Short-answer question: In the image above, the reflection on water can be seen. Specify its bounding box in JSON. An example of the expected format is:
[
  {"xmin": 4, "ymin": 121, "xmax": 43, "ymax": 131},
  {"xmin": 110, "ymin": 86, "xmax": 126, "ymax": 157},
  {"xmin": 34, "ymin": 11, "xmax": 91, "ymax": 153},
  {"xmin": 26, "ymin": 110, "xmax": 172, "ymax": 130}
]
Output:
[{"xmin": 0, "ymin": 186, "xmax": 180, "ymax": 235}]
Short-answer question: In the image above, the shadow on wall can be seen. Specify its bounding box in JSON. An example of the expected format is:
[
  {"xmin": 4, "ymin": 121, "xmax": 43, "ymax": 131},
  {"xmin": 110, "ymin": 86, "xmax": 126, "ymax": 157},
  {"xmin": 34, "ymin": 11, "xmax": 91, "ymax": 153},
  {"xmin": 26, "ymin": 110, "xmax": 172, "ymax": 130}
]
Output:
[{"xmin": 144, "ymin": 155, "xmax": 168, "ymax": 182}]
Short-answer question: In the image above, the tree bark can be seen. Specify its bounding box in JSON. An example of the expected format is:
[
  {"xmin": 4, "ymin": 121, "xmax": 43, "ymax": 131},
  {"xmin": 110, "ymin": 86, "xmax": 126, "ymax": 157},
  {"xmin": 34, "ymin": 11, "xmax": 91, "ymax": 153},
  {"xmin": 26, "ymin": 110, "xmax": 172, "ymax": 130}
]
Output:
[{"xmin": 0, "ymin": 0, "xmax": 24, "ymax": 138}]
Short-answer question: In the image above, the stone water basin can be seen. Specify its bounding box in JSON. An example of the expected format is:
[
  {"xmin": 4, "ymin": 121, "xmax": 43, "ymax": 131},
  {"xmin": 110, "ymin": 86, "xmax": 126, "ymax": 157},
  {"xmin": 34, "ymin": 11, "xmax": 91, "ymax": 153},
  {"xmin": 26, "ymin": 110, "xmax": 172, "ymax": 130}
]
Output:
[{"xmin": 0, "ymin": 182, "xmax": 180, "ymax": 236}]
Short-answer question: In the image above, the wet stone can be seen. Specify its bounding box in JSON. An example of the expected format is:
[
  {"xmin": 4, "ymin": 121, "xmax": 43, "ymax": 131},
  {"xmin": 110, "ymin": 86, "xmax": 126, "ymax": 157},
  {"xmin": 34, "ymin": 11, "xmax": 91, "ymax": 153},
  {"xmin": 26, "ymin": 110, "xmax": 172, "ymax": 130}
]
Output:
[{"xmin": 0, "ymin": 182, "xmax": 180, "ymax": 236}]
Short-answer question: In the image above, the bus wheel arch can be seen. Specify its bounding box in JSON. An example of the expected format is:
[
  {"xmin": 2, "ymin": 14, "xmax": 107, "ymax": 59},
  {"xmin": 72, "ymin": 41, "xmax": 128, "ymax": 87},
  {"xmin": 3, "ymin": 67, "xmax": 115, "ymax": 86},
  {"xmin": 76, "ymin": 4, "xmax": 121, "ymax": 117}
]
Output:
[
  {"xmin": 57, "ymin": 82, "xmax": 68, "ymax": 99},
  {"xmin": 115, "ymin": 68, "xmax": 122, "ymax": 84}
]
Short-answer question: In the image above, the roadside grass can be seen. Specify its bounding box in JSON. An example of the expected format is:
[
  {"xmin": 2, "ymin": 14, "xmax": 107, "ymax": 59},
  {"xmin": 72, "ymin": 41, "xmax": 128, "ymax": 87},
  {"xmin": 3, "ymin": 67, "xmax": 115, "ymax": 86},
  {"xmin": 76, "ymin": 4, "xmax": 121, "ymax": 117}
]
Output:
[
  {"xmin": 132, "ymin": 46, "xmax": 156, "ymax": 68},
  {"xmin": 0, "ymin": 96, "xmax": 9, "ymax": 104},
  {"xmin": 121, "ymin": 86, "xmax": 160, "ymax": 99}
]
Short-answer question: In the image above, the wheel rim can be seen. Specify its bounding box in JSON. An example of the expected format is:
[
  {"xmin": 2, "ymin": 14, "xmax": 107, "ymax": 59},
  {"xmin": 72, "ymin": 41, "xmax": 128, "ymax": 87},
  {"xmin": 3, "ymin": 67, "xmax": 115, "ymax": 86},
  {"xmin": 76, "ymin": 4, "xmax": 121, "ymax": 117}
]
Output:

----------

§ **EXERCISE TASK**
Tally how many lines above contain the string "water", and reply with the number alone.

§ **FINISHED ANSWER**
2